:: What the task asks ::
Can you rewrite the stretch of entries from the line containing "Point to the green foliage, one" through the line containing "[(494, 297)]", swapping every "man's" for "person's" and changing nothing else? Return only those lines.

:: Materials provided ::
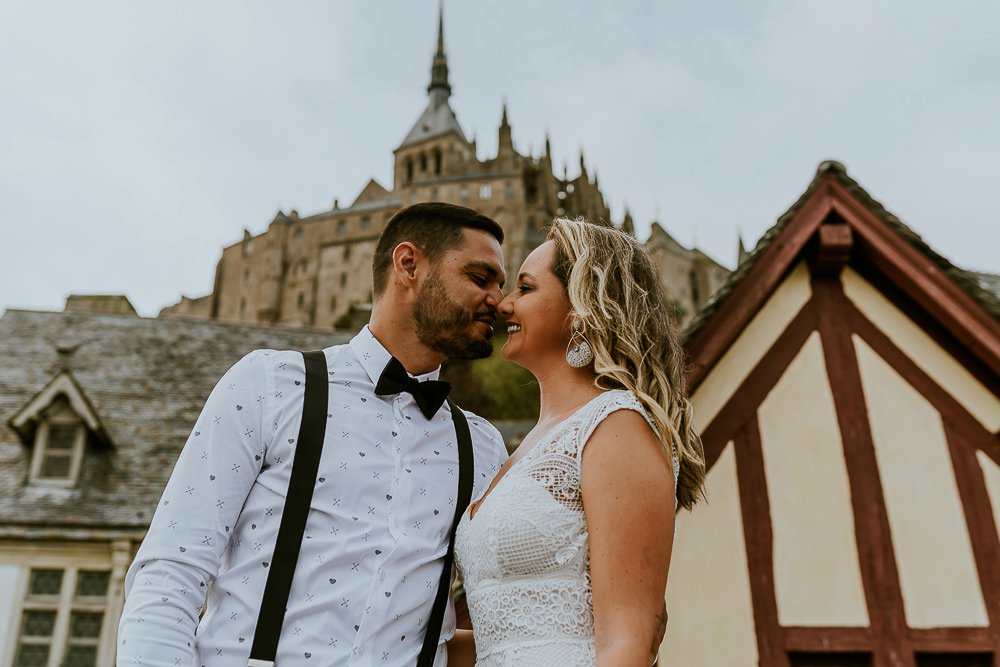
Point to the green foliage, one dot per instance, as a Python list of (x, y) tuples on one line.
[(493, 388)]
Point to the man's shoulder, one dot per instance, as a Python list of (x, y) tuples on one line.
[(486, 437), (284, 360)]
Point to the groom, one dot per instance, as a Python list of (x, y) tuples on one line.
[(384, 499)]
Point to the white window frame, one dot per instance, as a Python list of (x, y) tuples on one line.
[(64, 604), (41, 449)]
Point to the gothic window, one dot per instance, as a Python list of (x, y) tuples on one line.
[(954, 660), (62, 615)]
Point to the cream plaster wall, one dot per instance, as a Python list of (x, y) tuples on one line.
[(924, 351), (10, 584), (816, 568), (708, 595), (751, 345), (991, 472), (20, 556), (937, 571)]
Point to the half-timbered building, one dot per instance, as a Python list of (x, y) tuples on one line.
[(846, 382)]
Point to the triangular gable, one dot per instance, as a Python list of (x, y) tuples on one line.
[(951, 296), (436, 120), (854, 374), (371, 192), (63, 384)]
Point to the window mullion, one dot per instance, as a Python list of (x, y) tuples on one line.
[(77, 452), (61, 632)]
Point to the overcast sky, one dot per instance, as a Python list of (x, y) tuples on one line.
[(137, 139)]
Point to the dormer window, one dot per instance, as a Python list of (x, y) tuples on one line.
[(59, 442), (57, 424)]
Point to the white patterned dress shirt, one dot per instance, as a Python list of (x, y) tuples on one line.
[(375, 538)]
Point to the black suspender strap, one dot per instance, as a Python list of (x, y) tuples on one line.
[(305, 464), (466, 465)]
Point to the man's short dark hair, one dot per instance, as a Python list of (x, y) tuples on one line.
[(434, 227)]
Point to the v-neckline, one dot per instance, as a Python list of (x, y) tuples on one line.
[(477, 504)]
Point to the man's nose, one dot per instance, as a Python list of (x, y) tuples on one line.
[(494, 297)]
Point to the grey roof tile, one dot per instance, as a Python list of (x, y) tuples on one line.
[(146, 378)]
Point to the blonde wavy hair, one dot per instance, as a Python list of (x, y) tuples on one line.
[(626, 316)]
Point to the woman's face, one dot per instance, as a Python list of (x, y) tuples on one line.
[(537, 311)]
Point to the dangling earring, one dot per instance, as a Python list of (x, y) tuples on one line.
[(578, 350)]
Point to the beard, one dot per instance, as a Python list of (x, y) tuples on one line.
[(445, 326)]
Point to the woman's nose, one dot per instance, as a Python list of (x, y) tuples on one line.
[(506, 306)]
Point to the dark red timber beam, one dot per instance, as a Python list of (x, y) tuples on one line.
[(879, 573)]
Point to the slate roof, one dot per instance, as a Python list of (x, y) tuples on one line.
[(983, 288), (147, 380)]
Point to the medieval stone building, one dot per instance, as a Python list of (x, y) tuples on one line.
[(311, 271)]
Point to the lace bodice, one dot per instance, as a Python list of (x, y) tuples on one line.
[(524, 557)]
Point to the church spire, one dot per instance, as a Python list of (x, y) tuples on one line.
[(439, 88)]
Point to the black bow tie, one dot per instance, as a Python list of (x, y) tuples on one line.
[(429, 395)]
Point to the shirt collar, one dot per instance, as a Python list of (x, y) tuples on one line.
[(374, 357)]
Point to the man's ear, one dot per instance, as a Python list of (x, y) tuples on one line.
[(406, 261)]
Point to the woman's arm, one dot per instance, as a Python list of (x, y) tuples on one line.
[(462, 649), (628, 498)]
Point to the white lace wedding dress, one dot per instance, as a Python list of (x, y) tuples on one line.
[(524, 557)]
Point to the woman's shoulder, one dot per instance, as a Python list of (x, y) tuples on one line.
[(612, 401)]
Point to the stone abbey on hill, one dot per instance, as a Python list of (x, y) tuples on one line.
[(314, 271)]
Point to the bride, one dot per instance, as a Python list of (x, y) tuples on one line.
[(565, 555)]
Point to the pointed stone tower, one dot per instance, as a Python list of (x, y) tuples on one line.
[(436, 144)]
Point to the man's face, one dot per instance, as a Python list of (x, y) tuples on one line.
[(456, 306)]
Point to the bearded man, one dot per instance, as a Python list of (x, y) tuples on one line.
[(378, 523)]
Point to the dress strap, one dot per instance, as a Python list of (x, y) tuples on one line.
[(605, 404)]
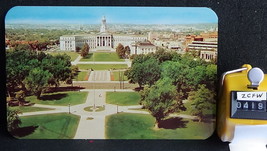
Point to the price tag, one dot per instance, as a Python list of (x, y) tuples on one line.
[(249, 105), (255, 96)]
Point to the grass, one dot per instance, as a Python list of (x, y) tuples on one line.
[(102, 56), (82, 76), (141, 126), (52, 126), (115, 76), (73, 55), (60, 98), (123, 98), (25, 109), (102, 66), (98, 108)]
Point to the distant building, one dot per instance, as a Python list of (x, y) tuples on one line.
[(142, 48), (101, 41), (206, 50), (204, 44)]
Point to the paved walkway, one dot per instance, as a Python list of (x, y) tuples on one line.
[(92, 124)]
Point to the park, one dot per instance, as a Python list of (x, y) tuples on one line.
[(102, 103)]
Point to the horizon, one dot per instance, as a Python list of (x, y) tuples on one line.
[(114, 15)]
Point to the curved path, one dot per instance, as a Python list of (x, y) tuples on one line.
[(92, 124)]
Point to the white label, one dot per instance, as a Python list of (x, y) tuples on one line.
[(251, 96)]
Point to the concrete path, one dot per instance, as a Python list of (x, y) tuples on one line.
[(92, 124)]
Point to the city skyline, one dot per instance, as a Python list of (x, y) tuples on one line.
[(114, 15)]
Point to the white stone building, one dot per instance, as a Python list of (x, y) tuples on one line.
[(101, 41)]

--

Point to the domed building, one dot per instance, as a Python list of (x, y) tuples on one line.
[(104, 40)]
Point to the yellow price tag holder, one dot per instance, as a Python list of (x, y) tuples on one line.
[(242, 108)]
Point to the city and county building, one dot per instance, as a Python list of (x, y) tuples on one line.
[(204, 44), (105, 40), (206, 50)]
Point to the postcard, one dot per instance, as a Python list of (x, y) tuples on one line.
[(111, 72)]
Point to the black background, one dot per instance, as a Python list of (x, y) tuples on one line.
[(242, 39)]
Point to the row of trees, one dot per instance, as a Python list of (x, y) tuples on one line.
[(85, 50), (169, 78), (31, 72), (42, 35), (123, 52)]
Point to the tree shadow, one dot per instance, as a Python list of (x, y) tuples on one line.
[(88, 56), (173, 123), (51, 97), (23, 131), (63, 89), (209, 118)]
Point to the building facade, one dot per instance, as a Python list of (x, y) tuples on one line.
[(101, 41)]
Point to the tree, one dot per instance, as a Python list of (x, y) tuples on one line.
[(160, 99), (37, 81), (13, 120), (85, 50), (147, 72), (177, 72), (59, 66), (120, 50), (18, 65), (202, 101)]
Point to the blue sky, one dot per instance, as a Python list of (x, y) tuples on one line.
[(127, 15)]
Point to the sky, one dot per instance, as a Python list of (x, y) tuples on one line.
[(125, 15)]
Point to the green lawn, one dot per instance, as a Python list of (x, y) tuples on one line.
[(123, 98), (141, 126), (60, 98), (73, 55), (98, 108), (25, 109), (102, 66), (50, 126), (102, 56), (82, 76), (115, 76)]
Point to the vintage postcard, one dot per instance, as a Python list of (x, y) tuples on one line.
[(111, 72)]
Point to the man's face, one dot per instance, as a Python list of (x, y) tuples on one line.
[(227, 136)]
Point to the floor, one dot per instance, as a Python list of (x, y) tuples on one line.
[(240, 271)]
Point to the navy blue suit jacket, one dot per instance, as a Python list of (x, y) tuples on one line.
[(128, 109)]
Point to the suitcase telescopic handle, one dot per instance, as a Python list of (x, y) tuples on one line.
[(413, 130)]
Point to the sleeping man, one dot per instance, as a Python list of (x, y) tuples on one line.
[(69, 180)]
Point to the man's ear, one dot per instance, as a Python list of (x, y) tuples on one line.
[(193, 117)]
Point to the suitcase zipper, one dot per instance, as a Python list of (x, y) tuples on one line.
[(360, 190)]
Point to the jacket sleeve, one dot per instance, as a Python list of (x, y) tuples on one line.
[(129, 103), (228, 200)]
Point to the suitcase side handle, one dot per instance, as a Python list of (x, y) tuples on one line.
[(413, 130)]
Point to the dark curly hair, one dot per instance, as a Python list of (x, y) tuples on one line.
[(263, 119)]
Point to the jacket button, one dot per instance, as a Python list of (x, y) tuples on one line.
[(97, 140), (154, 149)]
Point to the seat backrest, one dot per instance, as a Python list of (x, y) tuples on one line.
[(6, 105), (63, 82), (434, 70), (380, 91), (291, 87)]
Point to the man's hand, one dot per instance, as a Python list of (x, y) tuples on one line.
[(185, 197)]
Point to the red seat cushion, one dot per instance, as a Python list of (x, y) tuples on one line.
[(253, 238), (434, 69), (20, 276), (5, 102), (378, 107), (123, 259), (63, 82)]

:: Answer for the task ::
Point to the green foliage, one dot per instance, as a Python list of (x, y) tuples on one line.
[(493, 388)]
Point to the person's shoulder, one dot per instance, as a Python list of (x, y) tuples on one line.
[(486, 437), (284, 360)]
Point to the groom, one dot per instance, as a Python list of (x, y) tuples on one line.
[(384, 499)]
Point to the white window frame, one dot per instance, as a Python list of (x, y) tuples on one line.
[(64, 604), (41, 449)]
Point to the gothic window, one dot per instance, as a Python list of (x, y) tuples on one line.
[(954, 660), (62, 615)]
Point to the cream plaster wall, one dot per instance, as a Python list of (x, y) tuples on one line.
[(924, 351), (10, 584), (816, 568), (708, 595), (751, 345), (991, 472), (20, 556), (937, 571)]
Point to the half-timbered building, one dot per instance, as a Python list of (x, y) tuples on one line.
[(846, 382)]
Point to the triangular gable, one dot per instance, as a Python list of (x, y) tuples on one line.
[(951, 296), (436, 120), (854, 374), (371, 192), (63, 384)]
Point to the window mullion, one dot per instance, as a Python list of (x, y) tuples on one line.
[(77, 452), (61, 632)]
Point to the overcast sky, one dot per instance, as a Python list of (x, y) tuples on one line.
[(137, 139)]
Point to the dormer window, one dot per instance, as a Python list of (x, y) tuples on one line.
[(59, 442), (57, 424)]
Point to the white patterned dress shirt, one dot per instance, as a Python list of (x, y) tuples on one line.
[(375, 538)]
Point to the black suspender strap, one dot per instance, as a Python list of (x, y) tuples on one line.
[(305, 464), (466, 465)]
Point to the person's short dark hair, one dot per instance, as a Python list of (x, y) tuples on one line.
[(434, 227)]
Point to the v-neckline, one dot per instance, as a Python list of (x, y) tuples on one line.
[(477, 504)]
Point to the person's nose, one dot per instance, as a Python list of (x, y) tuples on one line.
[(494, 297)]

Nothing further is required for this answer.